> [KUTIPAN SUMBER]
---------------
Kanal Kapiten Cina Hingga Kanal Banjir Timur

Kanal Kapiten Cina Hingga Kanal Banjir Timur

Jakarta kebanjiran, di Bogor angin ngamuk. Rumah ane kebakaran gare-gare kompor mleduk.... Rumah ane kebanjiran gara-gara got mampet....

Itulah penggalan lagu Benyamin S tahun 1970 berjudul ”Kompor Mleduk”.

Lagu-lagu Benyamin menjadi potret sosial kehidupan Jakarta di zaman Gubernur Ali Sadikin yang melakukan revolusi perbaikan infrastruktur Kota Jakarta yang kemudian terhenti di zaman penggantinya, Gubernur Tjokropranolo.

Banjir dalam lagu Benyamin masih dan tetap relevan bagi Jakarta yang dilintasi 13 sungai, berada di dataran rendah rawa, dan mengalami penurunan muka tanah tiap tahun.

Pendangkalan dan banjir seiring sejalan tercatat dalam sejarah Jakarta. Adolf Heuken SJ dalam buku Historical Sites of Jakarta mencatat, pada zaman kedatangan misi Portugis ke Sunda Kalapa, mereka meninggalkan Padrao (baca: Padrong), batu penanda perjanjian kerja sama Portugis dengan Kerajaan Hindu Pajajaran tahun 1522.
---------------
> [DATA TERSEDIA]
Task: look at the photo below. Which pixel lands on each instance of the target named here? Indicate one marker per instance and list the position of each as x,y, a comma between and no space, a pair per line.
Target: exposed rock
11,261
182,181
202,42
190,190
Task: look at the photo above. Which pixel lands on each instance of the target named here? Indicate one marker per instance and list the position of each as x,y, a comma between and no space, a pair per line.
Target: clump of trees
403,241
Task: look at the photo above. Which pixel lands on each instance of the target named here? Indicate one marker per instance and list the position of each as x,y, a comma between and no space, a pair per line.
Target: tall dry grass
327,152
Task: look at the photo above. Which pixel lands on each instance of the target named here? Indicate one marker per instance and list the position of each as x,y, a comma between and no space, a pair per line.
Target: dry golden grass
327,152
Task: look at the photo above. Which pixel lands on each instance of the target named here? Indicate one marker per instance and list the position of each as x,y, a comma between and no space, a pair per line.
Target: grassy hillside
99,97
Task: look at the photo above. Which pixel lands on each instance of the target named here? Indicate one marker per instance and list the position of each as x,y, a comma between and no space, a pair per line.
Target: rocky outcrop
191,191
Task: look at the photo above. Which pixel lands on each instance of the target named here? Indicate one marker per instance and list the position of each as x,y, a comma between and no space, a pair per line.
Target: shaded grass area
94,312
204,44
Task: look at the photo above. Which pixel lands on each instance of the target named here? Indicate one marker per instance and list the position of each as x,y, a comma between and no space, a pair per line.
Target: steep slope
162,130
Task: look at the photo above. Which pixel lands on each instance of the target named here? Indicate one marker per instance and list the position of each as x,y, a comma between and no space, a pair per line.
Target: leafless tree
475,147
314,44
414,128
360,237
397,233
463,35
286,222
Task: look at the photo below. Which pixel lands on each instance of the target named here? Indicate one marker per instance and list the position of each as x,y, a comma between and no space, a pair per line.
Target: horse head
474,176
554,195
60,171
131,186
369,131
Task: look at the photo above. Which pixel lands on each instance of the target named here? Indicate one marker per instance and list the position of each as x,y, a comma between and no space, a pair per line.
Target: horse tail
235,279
---------------
> [DAFTAR TUGAS]
A. Menurut kutipan sumber, berapa banyak sungai yang melintasi Jakarta?
B. Tolong salin dari kutipan sumber bagian yang dimulai pada kata-kata "Lagu-lagu Benyamin menjadi" dan berhenti setelah kata-kata "penggantinya, Gubernur Tjokropranolo.", persis sama tanpa perubahan.

> [JAWABAN TUGAS]
A. Jakarta dilintasi 13 sungai.

B.
Lagu-lagu Benyamin menjadi potret sosial kehidupan Jakarta di zaman Gubernur Ali Sadikin yang melakukan revolusi perbaikan infrastruktur Kota Jakarta yang kemudian terhenti di zaman penggantinya, Gubernur Tjokropranolo.